[DATASET EXCERPTS]:
┌────────

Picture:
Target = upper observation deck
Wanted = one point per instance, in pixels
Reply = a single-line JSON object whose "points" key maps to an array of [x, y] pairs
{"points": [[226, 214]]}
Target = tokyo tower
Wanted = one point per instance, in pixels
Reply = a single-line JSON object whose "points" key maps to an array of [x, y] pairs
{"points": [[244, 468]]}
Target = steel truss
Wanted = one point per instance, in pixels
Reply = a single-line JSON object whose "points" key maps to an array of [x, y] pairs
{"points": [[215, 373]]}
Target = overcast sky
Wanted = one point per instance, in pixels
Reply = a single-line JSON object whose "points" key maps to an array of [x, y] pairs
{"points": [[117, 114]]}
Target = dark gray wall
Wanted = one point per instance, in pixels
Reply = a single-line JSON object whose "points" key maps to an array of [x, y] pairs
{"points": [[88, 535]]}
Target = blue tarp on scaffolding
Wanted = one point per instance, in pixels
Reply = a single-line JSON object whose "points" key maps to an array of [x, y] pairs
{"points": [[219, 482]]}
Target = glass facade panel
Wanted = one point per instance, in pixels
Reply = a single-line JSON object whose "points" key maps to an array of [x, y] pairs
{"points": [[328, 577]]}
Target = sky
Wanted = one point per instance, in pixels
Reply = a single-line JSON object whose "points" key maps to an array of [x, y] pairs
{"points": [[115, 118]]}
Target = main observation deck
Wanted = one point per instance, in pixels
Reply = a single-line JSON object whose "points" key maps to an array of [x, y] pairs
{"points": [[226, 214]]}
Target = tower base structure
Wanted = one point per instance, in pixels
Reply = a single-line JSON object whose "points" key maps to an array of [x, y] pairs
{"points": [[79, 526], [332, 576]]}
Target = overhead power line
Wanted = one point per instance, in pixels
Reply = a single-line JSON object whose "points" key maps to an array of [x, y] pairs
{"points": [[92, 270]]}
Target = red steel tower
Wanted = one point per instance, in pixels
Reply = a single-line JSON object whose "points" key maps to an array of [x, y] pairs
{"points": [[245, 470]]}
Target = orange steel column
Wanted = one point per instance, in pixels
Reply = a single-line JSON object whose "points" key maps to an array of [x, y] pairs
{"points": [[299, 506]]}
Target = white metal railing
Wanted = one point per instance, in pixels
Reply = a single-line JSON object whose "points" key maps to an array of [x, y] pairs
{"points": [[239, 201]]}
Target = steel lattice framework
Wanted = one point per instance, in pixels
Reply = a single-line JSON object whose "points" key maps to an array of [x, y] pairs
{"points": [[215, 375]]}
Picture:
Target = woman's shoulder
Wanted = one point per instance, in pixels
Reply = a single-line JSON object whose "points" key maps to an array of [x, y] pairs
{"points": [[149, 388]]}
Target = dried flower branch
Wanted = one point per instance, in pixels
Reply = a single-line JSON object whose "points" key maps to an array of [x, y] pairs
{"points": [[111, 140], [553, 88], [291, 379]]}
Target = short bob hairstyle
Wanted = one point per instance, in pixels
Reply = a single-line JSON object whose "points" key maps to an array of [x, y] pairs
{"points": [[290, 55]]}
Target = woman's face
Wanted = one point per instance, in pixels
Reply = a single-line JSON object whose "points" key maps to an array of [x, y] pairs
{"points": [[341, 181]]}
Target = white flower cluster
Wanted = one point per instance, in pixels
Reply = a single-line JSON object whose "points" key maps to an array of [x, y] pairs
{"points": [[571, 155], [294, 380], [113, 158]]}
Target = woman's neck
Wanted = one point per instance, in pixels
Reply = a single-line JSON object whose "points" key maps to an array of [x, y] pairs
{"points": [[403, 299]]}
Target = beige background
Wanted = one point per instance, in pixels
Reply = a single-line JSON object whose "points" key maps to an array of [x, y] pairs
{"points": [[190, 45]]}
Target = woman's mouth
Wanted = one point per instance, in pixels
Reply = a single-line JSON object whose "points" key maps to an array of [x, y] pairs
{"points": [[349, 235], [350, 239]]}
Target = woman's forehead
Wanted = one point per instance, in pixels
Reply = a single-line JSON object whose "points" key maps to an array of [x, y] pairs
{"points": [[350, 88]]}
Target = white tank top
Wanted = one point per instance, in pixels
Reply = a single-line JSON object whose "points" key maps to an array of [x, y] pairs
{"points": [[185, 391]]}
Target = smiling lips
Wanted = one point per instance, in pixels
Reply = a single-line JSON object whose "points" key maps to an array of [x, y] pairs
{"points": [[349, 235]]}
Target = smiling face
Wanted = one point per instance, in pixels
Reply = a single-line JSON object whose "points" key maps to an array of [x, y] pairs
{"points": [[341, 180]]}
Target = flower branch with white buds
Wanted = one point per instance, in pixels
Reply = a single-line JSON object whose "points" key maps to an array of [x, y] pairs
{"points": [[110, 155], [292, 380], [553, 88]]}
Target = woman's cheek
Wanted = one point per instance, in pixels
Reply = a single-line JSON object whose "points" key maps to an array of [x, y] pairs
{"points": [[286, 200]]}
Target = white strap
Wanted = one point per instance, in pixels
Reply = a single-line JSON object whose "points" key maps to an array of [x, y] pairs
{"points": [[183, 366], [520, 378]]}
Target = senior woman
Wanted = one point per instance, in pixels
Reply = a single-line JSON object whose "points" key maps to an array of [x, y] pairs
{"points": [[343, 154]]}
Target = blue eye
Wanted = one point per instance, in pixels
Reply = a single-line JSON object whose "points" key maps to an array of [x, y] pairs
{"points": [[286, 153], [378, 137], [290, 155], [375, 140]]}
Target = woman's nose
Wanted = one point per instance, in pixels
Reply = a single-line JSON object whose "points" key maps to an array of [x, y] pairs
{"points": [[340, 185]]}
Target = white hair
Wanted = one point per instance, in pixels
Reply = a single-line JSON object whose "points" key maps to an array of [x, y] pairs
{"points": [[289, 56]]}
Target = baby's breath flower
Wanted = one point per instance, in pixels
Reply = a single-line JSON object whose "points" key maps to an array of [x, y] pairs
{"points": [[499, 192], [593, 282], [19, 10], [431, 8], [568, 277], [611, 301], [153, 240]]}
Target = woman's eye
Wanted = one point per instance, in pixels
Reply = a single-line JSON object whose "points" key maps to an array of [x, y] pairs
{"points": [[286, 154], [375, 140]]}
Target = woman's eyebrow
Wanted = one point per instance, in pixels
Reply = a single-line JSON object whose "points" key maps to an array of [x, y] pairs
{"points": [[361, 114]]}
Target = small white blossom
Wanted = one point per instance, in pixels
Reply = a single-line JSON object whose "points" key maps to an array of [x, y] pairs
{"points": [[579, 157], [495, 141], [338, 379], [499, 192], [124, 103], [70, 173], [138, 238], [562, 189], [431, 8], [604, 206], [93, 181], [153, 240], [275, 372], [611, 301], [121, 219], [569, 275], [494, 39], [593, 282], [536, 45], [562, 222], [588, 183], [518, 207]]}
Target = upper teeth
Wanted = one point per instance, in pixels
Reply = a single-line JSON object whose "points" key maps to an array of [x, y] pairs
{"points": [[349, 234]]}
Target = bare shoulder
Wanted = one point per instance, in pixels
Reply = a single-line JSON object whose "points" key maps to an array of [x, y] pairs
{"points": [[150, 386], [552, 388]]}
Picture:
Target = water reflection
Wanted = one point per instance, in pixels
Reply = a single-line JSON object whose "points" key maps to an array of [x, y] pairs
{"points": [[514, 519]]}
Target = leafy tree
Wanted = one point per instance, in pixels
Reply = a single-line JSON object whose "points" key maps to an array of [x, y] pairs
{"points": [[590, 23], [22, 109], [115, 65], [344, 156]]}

└────────

[WORK INSTRUCTIONS]: Write out the entire listing above once more. Keep it exact.

[OUTPUT OF THE EXERCISE]:
Picture:
Target = upper observation deck
Wanted = one point per instance, in pixels
Reply = a single-line JSON object whose "points" key maps to an array of [x, y] pairs
{"points": [[226, 214]]}
Target = tokyo tower
Wanted = one point per instance, in pixels
Reply = a single-line JSON object whose "points" key maps to an array of [x, y] pairs
{"points": [[244, 468]]}
Target = steel truss
Wanted = one point per instance, in pixels
Reply = a single-line JSON object whose "points" key maps to an array of [x, y] pairs
{"points": [[215, 373]]}
Target = overcast sky
Wanted = one point per instance, in pixels
Reply = a single-line JSON object whose "points" key maps to an array of [x, y] pairs
{"points": [[117, 114]]}
Target = dark gray wall
Wanted = one point per instance, in pixels
Reply = a single-line JSON object whose "points" key maps to an array of [x, y] pairs
{"points": [[88, 535]]}
Target = blue tarp on scaffolding
Wanted = one point per instance, in pixels
Reply = a single-line JSON object whose "points" key maps to an array of [x, y] pairs
{"points": [[219, 482]]}
Target = glass facade panel
Wanted = one point per instance, in pixels
Reply = a single-line JSON object whose "points" key maps to an array of [x, y] pairs
{"points": [[328, 577]]}
Target = sky
Wanted = one point per instance, in pixels
Reply = a single-line JSON object whose "points" key maps to an array of [x, y] pairs
{"points": [[115, 118]]}
Target = main observation deck
Wanted = one point per instance, in pixels
Reply = a single-line JSON object whose "points" key maps to an array of [x, y] pairs
{"points": [[226, 214]]}
Target = tower base structure
Wanted = one point per instance, in pixels
Reply = a single-line JSON object whose "points" key maps to an array of [x, y] pairs
{"points": [[79, 526], [332, 576]]}
Target = overhead power line
Wanted = one point per instance, in pixels
Reply = a single-line JSON object whose "points" key maps to an array of [x, y] pairs
{"points": [[92, 270]]}
Target = red steel tower
Wanted = one point per instance, in pixels
Reply = a single-line JSON object whose "points" key maps to an array of [x, y] pairs
{"points": [[245, 470]]}
Target = orange steel column
Wanted = one point per instance, in pixels
Reply = a single-line JSON object whose "points" key maps to an array of [x, y] pairs
{"points": [[299, 506]]}
Target = white metal railing
Wanted = one point per instance, in pixels
Reply = a single-line JSON object whose "points" key maps to an array of [x, y] pairs
{"points": [[239, 201]]}
Target = steel lattice framework
Wanted = one point per instance, in pixels
Reply = a single-line JSON object whose "points" key maps to an array of [x, y] pairs
{"points": [[215, 375]]}
Picture:
Target = woman's shoulder
Wanted = one point per instance, in pixels
Reply = a single-line JSON object whose "points" key maps to an array of [x, y] pairs
{"points": [[149, 388]]}
Target = dried flower branch
Wanted = one point per instance, in pixels
Reply = a single-line JSON object whose "points" key maps to an array of [x, y] pairs
{"points": [[111, 140], [553, 88], [291, 379]]}
Target = short bob hairstyle
Wanted = one point per instance, in pixels
Reply = a single-line JSON object whose "points" key maps to an array of [x, y] pairs
{"points": [[290, 55]]}
Target = woman's face
Wanted = one point per instance, in pixels
Reply = a single-line JSON object whose "points" key maps to an array of [x, y] pairs
{"points": [[341, 181]]}
Target = white flower cluster
Wanted = one point per instance, in pixels
Reply = a single-line JSON object whose "points" key maps to an array of [x, y] pairs
{"points": [[571, 155], [294, 380], [113, 158]]}
Target = woman's neck
Wanted = one point per instance, in pixels
Reply = a single-line JSON object whose "points" key maps to an array of [x, y] pairs
{"points": [[403, 299]]}
Target = beige background
Wanted = one point per instance, in pixels
Reply = a single-line JSON object whose "points" key maps to an array of [x, y] pairs
{"points": [[190, 45]]}
Target = woman's mouth
Wanted = one point per instance, in pixels
Reply = a single-line JSON object whose "points" key maps to an array of [x, y] pairs
{"points": [[349, 235], [350, 239]]}
Target = woman's forehead
Wanted = one point per instance, in pixels
Reply = a single-line JSON object whose "points" key maps to an array of [x, y] pairs
{"points": [[350, 88]]}
Target = white tank top
Wanted = one point per instance, in pixels
Reply = a single-line JSON object whose "points" key maps to an array of [x, y] pairs
{"points": [[185, 391]]}
Target = smiling lips
Wanted = one point per instance, in pixels
Reply = a single-line JSON object whose "points" key maps to an array of [x, y] pairs
{"points": [[349, 235]]}
Target = smiling face
Wanted = one point per instance, in pixels
Reply = a single-line JSON object whose "points" key maps to an array of [x, y] pairs
{"points": [[341, 180]]}
Target = flower branch with white buds
Wanted = one point per instance, in pixels
Reply = a single-line JSON object whose "points" key maps to an array of [x, y] pairs
{"points": [[110, 155], [292, 380], [553, 88]]}
Target = woman's cheek
Wanted = one point per instance, in pixels
Reply = a single-line JSON object whose "points" key maps to an array of [x, y] pairs
{"points": [[286, 200]]}
Target = white strap
Wanted = one point per instance, in pixels
Reply = a single-line JSON object whose "points" key maps to an array of [x, y] pairs
{"points": [[183, 366], [520, 378]]}
Target = senior woman
Wanted = one point per instance, in pixels
Reply = a single-line JSON object whose "points" key maps to an array of [x, y] pairs
{"points": [[343, 154]]}
Target = blue eye
Wanted = one point per instance, in pixels
Reply = a single-line JSON object whose "points" key maps to an array of [x, y] pairs
{"points": [[286, 153], [378, 137], [290, 155], [375, 140]]}
Target = woman's nose
Wanted = one point per instance, in pixels
Reply = a single-line JSON object whose "points" key maps to an array of [x, y] pairs
{"points": [[340, 185]]}
Target = white hair
Wanted = one point per instance, in pixels
Reply = a single-line JSON object whose "points" key maps to an array of [x, y] pairs
{"points": [[289, 56]]}
Target = baby's breath flower
Wanted = one point per instance, in pixels
Reply = a single-line JSON object whose "points" key maps to an array of [x, y] pairs
{"points": [[499, 192], [593, 282], [19, 10], [431, 8], [568, 277], [611, 301], [153, 240]]}
Target = woman's eye
Wanted = one point per instance, in pixels
Reply = a single-line JSON object whose "points" key maps to an array of [x, y] pairs
{"points": [[286, 154], [375, 140]]}
Target = woman's eyebrow
Wanted = one point per instance, in pixels
Reply = a single-line JSON object whose "points" key maps to an array of [x, y] pairs
{"points": [[361, 114]]}
Target = small white blossom
Wanted = one point per instance, in pixels
Reply = a single-line JSON object whose "points" key maps to an array of [x, y] pairs
{"points": [[579, 157], [495, 141], [338, 379], [499, 192], [124, 103], [70, 173], [138, 238], [562, 189], [431, 8], [604, 206], [93, 181], [153, 240], [275, 372], [611, 301], [121, 219], [569, 275], [494, 39], [593, 282], [536, 45], [562, 222], [588, 183], [518, 207]]}
Target = upper teeth
Wanted = one point per instance, in pixels
Reply = a single-line JSON object whose "points" key maps to an array of [x, y] pairs
{"points": [[349, 234]]}
Target = bare shoulder
Wanted = one point per instance, in pixels
Reply = a single-line JSON object whose "points" key maps to an array of [x, y] pairs
{"points": [[150, 386], [552, 388]]}
Picture:
Target = water reflection
Wanted = one point per instance, in pixels
Reply = a single-line JSON object whose "points" key maps to an array of [x, y] pairs
{"points": [[514, 519]]}
Target = leafy tree
Wanted = one point per instance, in pixels
Reply = a single-line JSON object whose "points" key maps to an array of [x, y] pairs
{"points": [[590, 23], [22, 109], [115, 65], [344, 156]]}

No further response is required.